→ STATED TASK: Extract all of the data below and reproduce every line word for word, omitting the pictures.

======

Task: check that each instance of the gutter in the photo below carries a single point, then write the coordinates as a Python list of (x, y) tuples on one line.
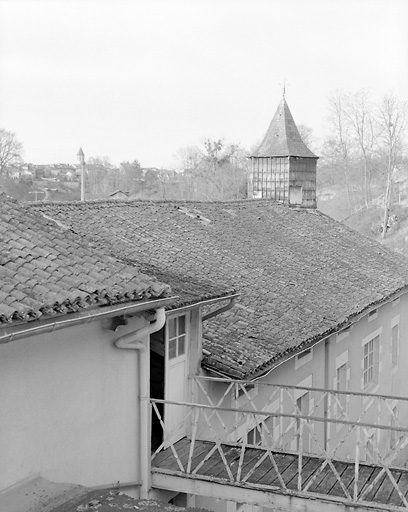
[(84, 317), (139, 340)]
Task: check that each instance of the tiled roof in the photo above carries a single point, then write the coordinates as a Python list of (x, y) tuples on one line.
[(300, 274), (48, 270), (283, 137)]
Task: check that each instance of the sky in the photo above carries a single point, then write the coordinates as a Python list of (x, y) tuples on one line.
[(140, 79)]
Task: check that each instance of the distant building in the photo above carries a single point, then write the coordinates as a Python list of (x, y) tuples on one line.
[(283, 168), (119, 195)]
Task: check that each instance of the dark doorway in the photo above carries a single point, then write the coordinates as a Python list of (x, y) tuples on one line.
[(157, 353)]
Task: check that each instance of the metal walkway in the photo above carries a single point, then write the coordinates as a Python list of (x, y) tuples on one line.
[(261, 470)]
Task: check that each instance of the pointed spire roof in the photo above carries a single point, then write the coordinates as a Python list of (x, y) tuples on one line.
[(283, 137)]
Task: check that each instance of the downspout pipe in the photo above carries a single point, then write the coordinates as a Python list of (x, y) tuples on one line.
[(136, 340)]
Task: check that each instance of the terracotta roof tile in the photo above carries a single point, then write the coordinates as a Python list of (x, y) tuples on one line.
[(46, 270), (300, 273)]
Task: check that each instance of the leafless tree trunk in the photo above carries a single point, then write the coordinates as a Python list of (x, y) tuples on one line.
[(392, 122)]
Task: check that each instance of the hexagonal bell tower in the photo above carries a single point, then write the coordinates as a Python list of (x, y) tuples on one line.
[(283, 168)]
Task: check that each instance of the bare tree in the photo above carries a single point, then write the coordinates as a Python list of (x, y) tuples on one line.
[(359, 112), (341, 141), (392, 121), (11, 150)]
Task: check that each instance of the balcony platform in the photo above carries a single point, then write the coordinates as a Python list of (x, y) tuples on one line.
[(284, 473)]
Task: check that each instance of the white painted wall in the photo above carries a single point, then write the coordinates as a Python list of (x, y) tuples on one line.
[(346, 347), (68, 407)]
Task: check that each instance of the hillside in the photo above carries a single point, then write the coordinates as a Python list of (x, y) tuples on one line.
[(369, 221), (29, 191)]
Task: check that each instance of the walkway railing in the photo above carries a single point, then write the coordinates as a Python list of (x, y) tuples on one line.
[(340, 436)]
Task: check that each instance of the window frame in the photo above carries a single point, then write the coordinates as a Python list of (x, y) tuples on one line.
[(178, 335), (371, 349)]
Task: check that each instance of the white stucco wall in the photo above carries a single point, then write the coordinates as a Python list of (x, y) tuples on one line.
[(346, 347), (68, 407)]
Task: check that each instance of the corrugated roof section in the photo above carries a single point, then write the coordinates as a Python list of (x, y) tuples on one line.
[(283, 138)]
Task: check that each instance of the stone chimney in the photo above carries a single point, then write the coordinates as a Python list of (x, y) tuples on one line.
[(283, 168)]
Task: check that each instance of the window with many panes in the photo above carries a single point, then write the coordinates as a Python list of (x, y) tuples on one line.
[(177, 336), (370, 360), (341, 385)]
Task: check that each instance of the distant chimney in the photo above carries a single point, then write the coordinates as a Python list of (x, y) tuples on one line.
[(283, 168)]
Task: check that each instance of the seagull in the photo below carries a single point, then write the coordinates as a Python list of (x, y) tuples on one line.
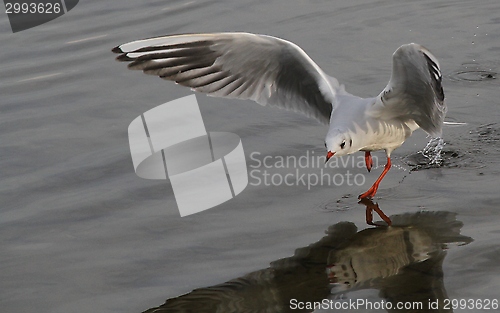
[(277, 73)]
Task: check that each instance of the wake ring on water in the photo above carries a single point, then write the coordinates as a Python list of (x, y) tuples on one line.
[(473, 75)]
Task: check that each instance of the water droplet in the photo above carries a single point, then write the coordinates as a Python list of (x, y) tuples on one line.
[(432, 150)]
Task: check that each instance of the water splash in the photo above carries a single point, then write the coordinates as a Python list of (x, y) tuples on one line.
[(432, 151)]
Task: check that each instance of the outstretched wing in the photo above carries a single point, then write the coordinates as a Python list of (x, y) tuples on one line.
[(414, 91), (268, 70)]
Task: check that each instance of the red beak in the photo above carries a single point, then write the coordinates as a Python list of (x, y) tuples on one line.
[(329, 155)]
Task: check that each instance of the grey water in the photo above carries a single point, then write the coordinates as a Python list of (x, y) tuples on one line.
[(79, 230)]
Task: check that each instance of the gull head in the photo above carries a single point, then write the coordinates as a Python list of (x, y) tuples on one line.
[(338, 143)]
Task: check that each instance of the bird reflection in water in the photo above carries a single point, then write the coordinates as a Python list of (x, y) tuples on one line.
[(403, 262)]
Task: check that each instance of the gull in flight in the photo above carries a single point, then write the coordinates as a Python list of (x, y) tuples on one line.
[(275, 72)]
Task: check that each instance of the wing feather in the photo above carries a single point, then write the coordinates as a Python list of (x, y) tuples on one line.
[(414, 91), (268, 70)]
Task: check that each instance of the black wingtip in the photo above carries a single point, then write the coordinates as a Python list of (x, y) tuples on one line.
[(124, 58), (117, 49)]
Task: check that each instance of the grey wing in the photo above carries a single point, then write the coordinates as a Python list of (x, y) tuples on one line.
[(268, 70), (414, 91)]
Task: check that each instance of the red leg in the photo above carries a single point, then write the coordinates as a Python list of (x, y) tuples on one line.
[(373, 190), (370, 207), (368, 161)]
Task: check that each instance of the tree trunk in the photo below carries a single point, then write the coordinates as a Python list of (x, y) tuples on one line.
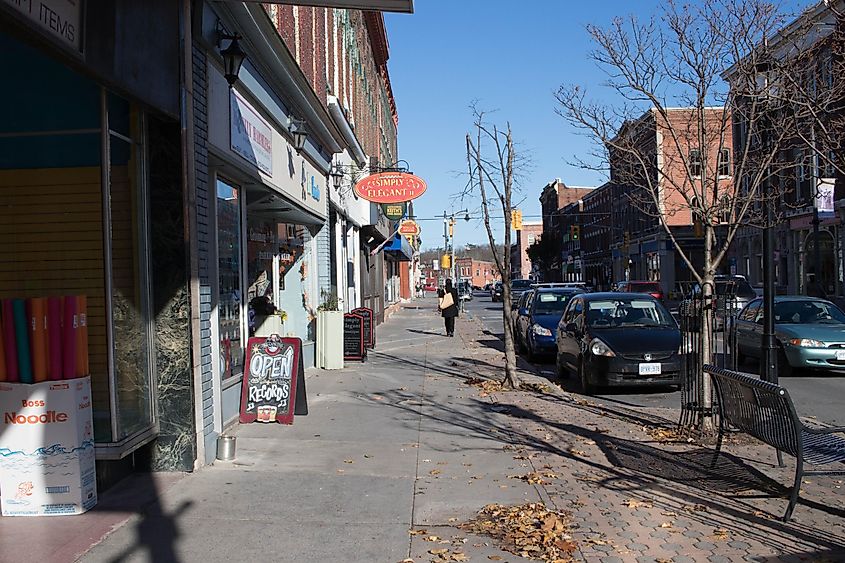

======

→ ANSWER:
Task: check that each instance of the gutter in the photo below carries a single point, then write the coordinates as a Python list of (x, y) tuples on one line.
[(84, 317), (139, 340)]
Task: check that each instance of the tiled roof in the photo above carries a single point, then write the coordinates as a Python list of (x, y) tuples on one line.
[(300, 274), (48, 270), (283, 137)]
Task: check that each instance of the sky in the photo above carries a single point, then write the coordinates as a Python list of (x, y) tuples on one line.
[(140, 79)]
Task: check that each instance of the distant building in the photo above carries a single point, then write the coordinates as a Python list of (x, y) tuples on one line.
[(283, 168), (119, 195)]
Task: check that each instance of the dark doorway in the photo above carries a single point, then write the coordinates as a Python list of (x, y) tuples on one line.
[(157, 353)]
Task: check that each instance of the metal walkway in the photo above carries a single point, then write the coordinates as a Python list of (x, y) tuples on one line.
[(261, 470)]
Task: check that each instance of the pointed spire roof in the photo above carries a single point, then write the coordinates as a Python list of (x, y) tuples on one line.
[(283, 137)]
Task: check that each instance of the downspout pipe in the photo above carries a single point, then write the coordinates as a Python list of (x, y) tuples on one line.
[(136, 340)]
Task: check that each instance of the terracotta roof tile in the photo above carries a single point, then write the coordinates as a Python list of (x, y) tuples on one line.
[(46, 270), (300, 273)]
Task: check that each instance of the leafless tree trunk in the photo above carries a single point, then write the coordinates as a Python list of (x, y) tuples on one line.
[(392, 122)]
Task: check that each instance of the hexagonal bell tower in the photo above carries a single point, then write the coordinates as a Python list of (x, y) tuples on one line.
[(283, 168)]
Task: check that each instance of the bare tree in the photo above carries a single point, then write the coordinates as a Python list of (x, y) tuples on one line.
[(359, 112), (341, 141), (392, 121), (11, 150)]
Task: check that each instance of the balcony platform in the photo above carries a single point, then write the coordinates as a Python list of (x, y) tuples on one line.
[(284, 473)]
Task: check that each instance of the white painted wall in the photo above carries a single point, then write the coordinates as a Python list of (x, y) tuples on one line.
[(346, 347), (68, 407)]
Task: check that each instance of the hillside in the photo above carries a single point, then write the coordinates as a Python list of (x, y) tuples on one line.
[(369, 221), (29, 191)]
Task: check that each instance of the walkway railing in the photo above carries a single point, then write the coordinates as a Python list of (x, y) tuples on one line.
[(340, 436)]
Task: check that each instance of the window frame in the photo above carries a single point, then write the coordinates as a Python list of (x, y) tuples on one line.
[(178, 335), (371, 349)]
Task: check that each instance of the white stucco wall in the photo above carries a single point, then write the coordinates as a Python list of (x, y) tuples on one line.
[(346, 347), (68, 407)]
Task: check that each instance of the corrugated roof section in the photo above carries a single point, then write the coordinates as a Python list of (x, y) tuples on one line.
[(283, 138)]
Task: check that each instance of the stone chimney in the photo above carries a single point, then write the coordinates as a Python list of (x, y) tuples on one line.
[(283, 168)]
Task: check that each instance of the window with many panes in the photo above carries a single point, then write the coordinates as a Python list of (x, y) tuples on one line.
[(177, 336), (370, 360), (341, 385)]
Task: check that each instance of the distant chimney in the photo above carries a single point, then write the coordinates as a Python list of (x, y) tuples on one line.
[(283, 168)]
Task: check that each instance of the seagull in the photo below carries a single point, then write the coordinates as a Python list of (x, y) tuples on one line.
[(277, 73)]
Task: check that each instance of the wake ring on water in the photo above carries a single point, then write the coordinates as a Python list of (x, y) tuples on one line.
[(473, 75)]
Task: check that each instance of the water droplet in the photo above carries a single point, then write the coordinates as a Python list of (x, y) tuples on one line.
[(432, 150)]
Task: check that each instance of the water splash in the photo above carries a single point, then write the coordinates as a Python list of (x, y) tuples on one line.
[(432, 151)]
Task: check that each instance of the outstretched wing in the photo above carries a single point, then write the coordinates as a Python list of (x, y) tuples on one line.
[(414, 91), (268, 70)]
Task: check that each instance of the red beak in the photo above carries a single point, then write the coordinates as a Python list of (x, y) tuples on one line.
[(329, 155)]
Task: check that each instance of the grey water in the photo above carries a single point, then write the coordinates as a Python list of (x, y) tuples on one line.
[(79, 230)]
Task: check that each instance of the gull head in the photo above carries a single point, then write the coordinates as a Python list of (x, y) tuples on one line.
[(338, 143)]
Task: check that each instance of the bird reflection in water in the photo above carries a single point, then write the coordinates as a Python list of (x, y) tuples on one line.
[(403, 262)]
Task: check that each instance of the gull in flight in the photo above carries a single point, then write the coordinates as a Python list of (x, y) tuples on one line.
[(275, 72)]
Task: check that each instance of the wing feather in the photo above carries a single point, then write the coordinates as a Python list of (x, y) tuples on one line.
[(414, 91), (268, 70)]
Task: check that each instance of the black wingtip in the photo above carries a single point, then write the coordinates as a Python list of (x, y) tuples on one line.
[(124, 58), (117, 49)]
Task: check that each instance of the grey wing in the photo above carries a single point, then write the coordinates as a Python list of (x, y) tuples on one line.
[(268, 70), (414, 91)]
Task: check that each instance of the red leg in the photo above carries a single point, then write the coordinates as a Python list of (x, y) tuples on one line.
[(373, 190), (370, 207), (368, 161)]
Task: check that each instance of the tree trunk in the photo below carries a single point, then write the coordinates as a Python list of (x, y) tuples on one line.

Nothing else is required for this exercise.